[Dataset excerpts]
+ + +

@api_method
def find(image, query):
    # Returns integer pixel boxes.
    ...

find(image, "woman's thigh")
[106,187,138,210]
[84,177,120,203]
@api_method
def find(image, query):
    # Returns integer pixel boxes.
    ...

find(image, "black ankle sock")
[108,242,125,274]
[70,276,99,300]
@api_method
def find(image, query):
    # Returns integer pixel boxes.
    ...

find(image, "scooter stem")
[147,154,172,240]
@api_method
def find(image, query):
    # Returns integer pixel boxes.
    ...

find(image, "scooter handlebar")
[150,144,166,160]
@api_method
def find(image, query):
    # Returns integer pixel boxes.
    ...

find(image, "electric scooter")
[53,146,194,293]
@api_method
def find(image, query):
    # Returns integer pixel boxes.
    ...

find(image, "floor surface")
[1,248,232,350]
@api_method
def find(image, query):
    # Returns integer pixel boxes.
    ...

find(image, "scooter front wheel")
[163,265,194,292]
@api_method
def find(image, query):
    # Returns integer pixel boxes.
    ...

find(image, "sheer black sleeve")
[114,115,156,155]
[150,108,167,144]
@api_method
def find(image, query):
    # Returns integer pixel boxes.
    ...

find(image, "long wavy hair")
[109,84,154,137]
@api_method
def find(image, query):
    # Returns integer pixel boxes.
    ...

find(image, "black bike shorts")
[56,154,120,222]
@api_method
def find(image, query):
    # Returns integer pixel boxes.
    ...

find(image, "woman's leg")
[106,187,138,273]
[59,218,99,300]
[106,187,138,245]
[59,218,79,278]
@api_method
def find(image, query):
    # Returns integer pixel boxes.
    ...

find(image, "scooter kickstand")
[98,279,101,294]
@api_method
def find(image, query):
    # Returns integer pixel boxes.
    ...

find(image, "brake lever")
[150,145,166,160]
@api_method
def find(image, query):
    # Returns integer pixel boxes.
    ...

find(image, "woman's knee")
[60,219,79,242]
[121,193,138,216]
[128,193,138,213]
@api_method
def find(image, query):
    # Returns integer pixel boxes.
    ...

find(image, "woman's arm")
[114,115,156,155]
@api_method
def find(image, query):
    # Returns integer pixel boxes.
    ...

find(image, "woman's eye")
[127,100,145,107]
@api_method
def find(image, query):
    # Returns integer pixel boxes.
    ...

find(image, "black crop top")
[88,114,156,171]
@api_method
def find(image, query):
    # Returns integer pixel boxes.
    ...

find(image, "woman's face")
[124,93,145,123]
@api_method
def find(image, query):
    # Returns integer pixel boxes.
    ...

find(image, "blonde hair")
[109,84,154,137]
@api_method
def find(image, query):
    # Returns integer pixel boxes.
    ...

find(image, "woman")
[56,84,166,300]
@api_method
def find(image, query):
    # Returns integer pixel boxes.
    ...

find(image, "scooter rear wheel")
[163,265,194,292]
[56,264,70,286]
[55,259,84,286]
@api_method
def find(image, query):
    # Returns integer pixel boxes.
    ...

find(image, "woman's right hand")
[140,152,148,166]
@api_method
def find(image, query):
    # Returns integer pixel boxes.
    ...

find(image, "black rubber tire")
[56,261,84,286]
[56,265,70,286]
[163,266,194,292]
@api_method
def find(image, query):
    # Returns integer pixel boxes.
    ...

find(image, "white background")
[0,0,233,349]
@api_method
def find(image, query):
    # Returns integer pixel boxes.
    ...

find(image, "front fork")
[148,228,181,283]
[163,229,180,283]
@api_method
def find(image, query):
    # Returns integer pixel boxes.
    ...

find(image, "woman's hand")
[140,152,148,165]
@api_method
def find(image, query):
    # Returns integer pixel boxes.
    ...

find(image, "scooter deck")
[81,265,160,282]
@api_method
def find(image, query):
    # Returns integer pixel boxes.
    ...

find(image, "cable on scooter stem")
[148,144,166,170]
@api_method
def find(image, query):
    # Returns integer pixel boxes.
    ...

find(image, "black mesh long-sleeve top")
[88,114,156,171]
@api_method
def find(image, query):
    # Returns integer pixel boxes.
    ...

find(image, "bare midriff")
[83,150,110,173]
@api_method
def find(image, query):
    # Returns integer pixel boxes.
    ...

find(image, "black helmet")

+ + +

Problem statement
Nothing may be dropped or altered; repeat every record in full.

Your solution
@api_method
def find(image, query):
    # Returns integer pixel boxes.
    ...

find(image, "woman's thigh")
[106,187,138,210]
[84,177,120,203]
@api_method
def find(image, query):
    # Returns integer pixel boxes.
    ...

find(image, "black ankle sock")
[108,242,125,274]
[70,276,99,300]
@api_method
def find(image, query):
    # Returns integer pixel boxes.
    ...

find(image, "scooter stem")
[147,154,172,240]
@api_method
def find(image, query):
    # Returns integer pixel boxes.
    ...

find(image, "scooter handlebar")
[150,144,166,160]
@api_method
def find(image, query):
    # Returns integer pixel boxes.
    ...

find(image, "electric scooter")
[53,146,194,293]
@api_method
def find(image, query):
    # Returns integer pixel boxes.
    ...

find(image, "floor surface")
[1,248,232,350]
@api_method
def find(image, query):
    # Returns integer pixel boxes.
    ...

find(image, "scooter front wheel")
[163,265,194,292]
@api_method
def find(image, query):
    # Returns integer pixel boxes.
    ...

find(image, "sheer black sleeve")
[114,115,156,155]
[150,108,167,144]
@api_method
def find(image, query):
    # Returns integer pixel boxes.
    ...

find(image, "long wavy hair")
[109,84,154,137]
@api_method
def find(image, query):
    # Returns integer pixel boxes.
    ...

find(image, "black bike shorts")
[56,154,120,222]
@api_method
def find(image, query):
    # Returns integer pixel boxes.
    ...

find(image, "woman's leg")
[106,187,138,273]
[59,218,99,300]
[106,187,138,245]
[59,218,79,278]
@api_method
def find(image, query):
    # Returns integer pixel boxes.
    ...

find(image, "scooter kickstand")
[98,279,101,294]
@api_method
def find(image, query):
    # Returns integer pixel boxes.
    ...

find(image, "brake lever")
[150,145,166,160]
@api_method
def find(image, query):
    # Returns integer pixel boxes.
    ...

find(image, "woman's knee")
[60,219,79,242]
[121,193,138,216]
[128,193,138,213]
@api_method
def find(image, query):
    # Returns integer pixel boxes.
    ...

find(image, "woman's arm")
[114,115,156,155]
@api_method
def find(image, query):
    # Returns integer pixel boxes.
    ...

find(image, "woman's eye")
[127,100,145,107]
@api_method
def find(image, query):
    # Returns integer pixel boxes.
    ...

find(image, "black crop top")
[88,114,156,171]
@api_method
def find(image, query):
    # Returns integer pixel boxes.
    ...

find(image, "woman's face")
[124,93,145,123]
@api_method
def find(image, query):
    # Returns integer pixel boxes.
    ...

find(image, "blonde hair")
[109,84,154,137]
@api_method
def find(image, query):
    # Returns integer pixel boxes.
    ...

find(image, "woman")
[56,84,166,300]
@api_method
def find(image, query):
    # Returns integer pixel boxes.
    ...

find(image, "scooter rear wheel")
[163,265,194,292]
[56,264,70,286]
[55,259,84,286]
@api_method
def find(image, query):
    # Returns integer pixel boxes.
    ...

find(image, "woman's right hand")
[140,152,148,166]
@api_method
def find(image, query):
    # Returns integer pixel boxes.
    ...

find(image, "black rubber tire")
[56,261,84,286]
[56,265,70,286]
[163,266,194,292]
@api_method
def find(image, query):
    # Returns integer pixel boxes.
    ...

find(image, "white background")
[0,0,233,349]
@api_method
def find(image, query):
    # Returns integer pixel boxes.
    ...

find(image, "front fork")
[148,228,181,283]
[163,229,180,283]
@api_method
def find(image, query):
    # Returns integer pixel boxes.
    ...

find(image, "woman's hand")
[140,152,148,165]
@api_method
def find(image, query):
    # Returns integer pixel boxes.
    ...

find(image, "scooter deck")
[81,265,160,282]
@api_method
def find(image, query):
    # Returns integer pixel boxes.
    ...

find(image, "cable on scooter stem")
[148,144,166,170]
@api_method
def find(image, query):
    # Returns integer pixel boxes.
    ...

find(image, "black mesh long-sleeve top")
[88,114,156,171]
@api_method
def find(image, query):
    # Returns integer pixel boxes.
    ...

find(image, "bare midriff")
[83,150,110,173]
@api_method
def find(image, query):
    # Returns integer pixel boxes.
    ...

find(image, "black helmet")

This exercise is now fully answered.